**Exercise:** Count the lines below that hold "light". Give the number without comment.

[Referring expression data]
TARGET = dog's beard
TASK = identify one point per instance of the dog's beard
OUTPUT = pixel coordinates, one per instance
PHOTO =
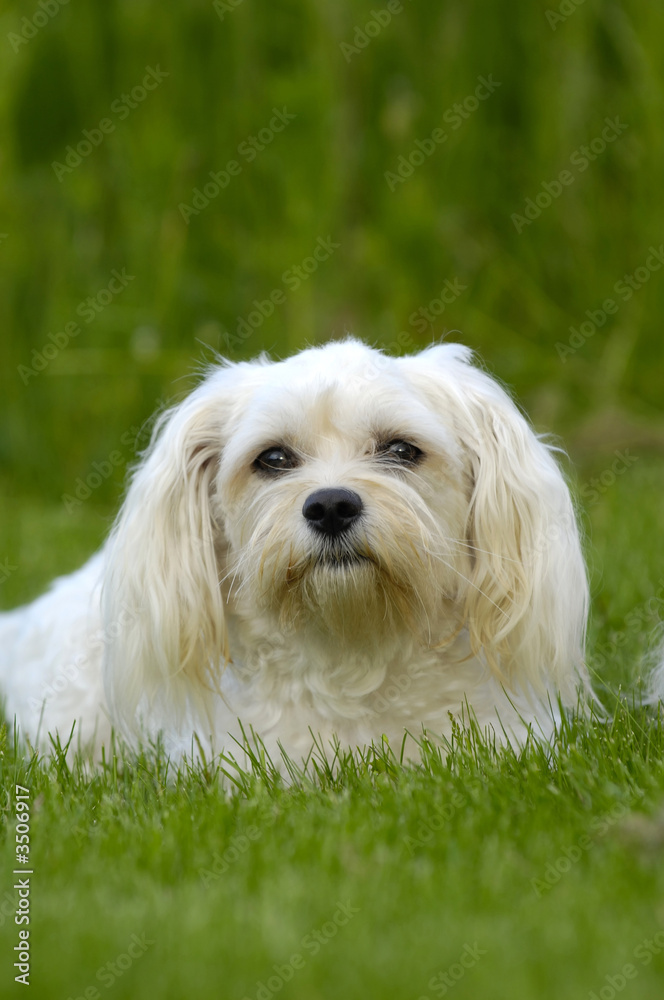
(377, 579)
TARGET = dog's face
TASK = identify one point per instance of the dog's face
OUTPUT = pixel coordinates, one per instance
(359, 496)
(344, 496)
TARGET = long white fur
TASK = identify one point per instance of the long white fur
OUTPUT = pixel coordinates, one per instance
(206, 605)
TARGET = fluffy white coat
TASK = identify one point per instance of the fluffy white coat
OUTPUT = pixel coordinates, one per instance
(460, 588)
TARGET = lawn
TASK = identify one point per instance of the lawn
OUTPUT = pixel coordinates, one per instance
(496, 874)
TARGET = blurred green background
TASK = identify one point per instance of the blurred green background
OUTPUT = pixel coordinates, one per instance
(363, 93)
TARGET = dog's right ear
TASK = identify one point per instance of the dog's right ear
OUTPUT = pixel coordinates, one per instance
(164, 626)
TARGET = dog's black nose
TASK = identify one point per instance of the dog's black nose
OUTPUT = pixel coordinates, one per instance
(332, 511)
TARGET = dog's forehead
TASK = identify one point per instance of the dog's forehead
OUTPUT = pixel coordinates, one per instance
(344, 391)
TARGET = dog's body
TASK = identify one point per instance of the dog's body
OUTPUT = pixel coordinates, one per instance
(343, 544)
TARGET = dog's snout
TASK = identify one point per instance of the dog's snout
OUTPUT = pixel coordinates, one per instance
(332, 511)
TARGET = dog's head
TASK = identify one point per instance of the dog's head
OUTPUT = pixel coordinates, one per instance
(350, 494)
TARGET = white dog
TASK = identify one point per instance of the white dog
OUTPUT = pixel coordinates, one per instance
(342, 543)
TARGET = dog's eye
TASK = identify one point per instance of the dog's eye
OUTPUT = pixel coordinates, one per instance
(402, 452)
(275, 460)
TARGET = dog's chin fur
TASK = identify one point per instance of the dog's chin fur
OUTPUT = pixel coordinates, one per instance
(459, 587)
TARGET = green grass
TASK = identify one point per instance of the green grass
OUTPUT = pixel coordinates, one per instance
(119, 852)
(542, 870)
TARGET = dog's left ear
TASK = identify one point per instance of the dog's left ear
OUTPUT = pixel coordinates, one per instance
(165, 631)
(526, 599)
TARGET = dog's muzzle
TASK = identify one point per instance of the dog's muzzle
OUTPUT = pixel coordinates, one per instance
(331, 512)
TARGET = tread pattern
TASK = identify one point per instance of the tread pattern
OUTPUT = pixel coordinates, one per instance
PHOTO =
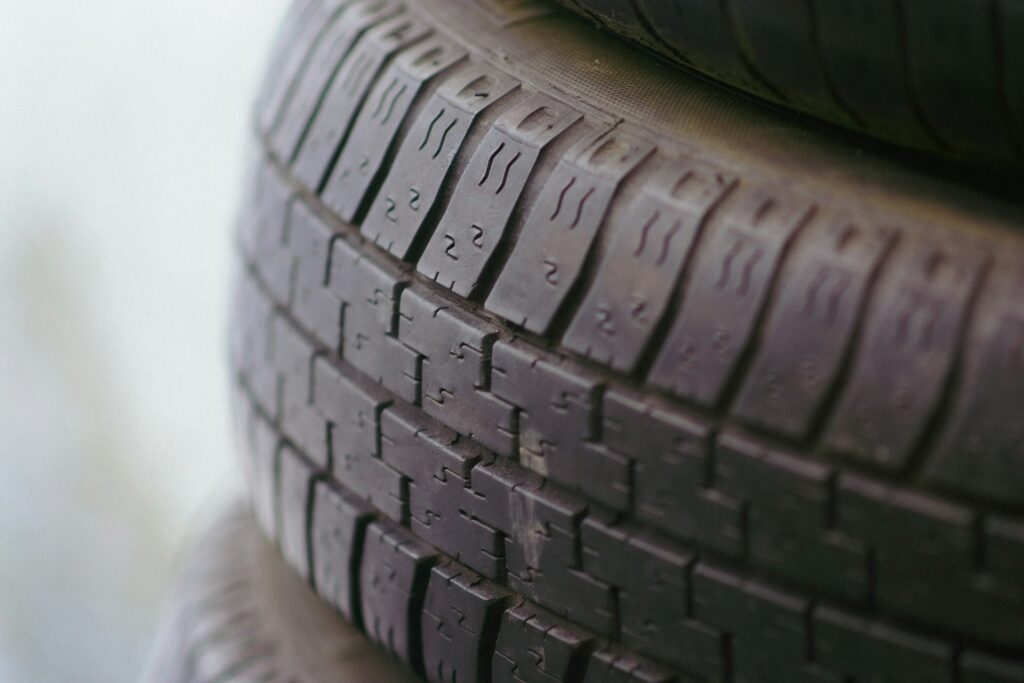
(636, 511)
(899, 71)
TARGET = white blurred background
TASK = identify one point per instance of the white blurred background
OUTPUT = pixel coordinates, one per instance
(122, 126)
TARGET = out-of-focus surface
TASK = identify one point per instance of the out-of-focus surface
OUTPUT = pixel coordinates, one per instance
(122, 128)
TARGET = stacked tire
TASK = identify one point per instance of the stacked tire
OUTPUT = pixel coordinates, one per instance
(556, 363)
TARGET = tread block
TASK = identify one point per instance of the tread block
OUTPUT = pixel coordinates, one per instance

...

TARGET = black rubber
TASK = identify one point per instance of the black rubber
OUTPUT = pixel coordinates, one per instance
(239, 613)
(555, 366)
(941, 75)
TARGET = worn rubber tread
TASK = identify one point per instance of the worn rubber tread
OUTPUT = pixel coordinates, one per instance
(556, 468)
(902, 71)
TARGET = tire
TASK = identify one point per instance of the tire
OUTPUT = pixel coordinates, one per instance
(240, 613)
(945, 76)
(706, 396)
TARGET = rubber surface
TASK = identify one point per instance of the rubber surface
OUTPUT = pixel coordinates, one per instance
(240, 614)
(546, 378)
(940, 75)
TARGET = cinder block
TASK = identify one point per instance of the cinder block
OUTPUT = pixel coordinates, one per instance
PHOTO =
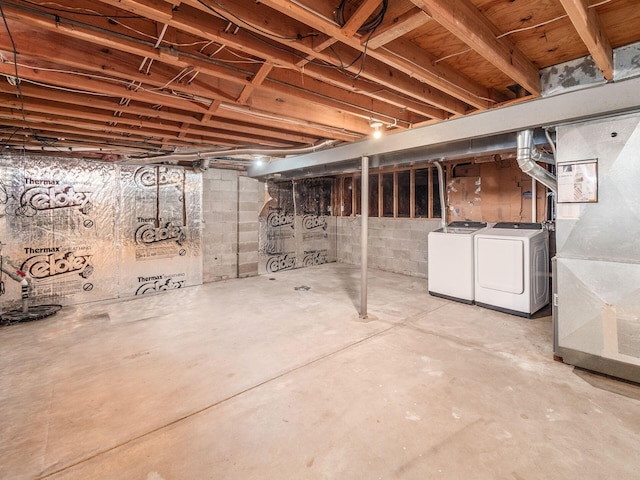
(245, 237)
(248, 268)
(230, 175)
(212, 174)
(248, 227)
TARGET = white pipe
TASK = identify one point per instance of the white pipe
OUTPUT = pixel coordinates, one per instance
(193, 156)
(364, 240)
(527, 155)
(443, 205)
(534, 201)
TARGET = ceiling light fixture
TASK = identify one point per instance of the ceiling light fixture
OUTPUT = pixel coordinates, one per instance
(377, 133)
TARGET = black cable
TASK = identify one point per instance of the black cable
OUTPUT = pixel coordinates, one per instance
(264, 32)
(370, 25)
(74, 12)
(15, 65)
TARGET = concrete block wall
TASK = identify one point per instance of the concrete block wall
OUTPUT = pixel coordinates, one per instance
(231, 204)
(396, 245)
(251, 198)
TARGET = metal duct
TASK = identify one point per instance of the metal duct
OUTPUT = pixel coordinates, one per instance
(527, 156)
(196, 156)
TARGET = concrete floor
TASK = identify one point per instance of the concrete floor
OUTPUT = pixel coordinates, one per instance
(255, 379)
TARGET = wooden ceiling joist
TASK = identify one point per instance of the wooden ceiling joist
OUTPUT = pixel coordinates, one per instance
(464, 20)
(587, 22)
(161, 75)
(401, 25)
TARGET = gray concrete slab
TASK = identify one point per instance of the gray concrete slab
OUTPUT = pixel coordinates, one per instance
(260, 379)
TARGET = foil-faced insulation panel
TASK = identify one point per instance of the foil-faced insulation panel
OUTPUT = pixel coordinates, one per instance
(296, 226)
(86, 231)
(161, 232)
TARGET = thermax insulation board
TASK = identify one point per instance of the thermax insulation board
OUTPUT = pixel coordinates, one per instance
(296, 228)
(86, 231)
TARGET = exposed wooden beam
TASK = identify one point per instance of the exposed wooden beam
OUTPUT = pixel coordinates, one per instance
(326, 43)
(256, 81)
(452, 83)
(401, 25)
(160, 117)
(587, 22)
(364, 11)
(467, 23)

**Response area:** 2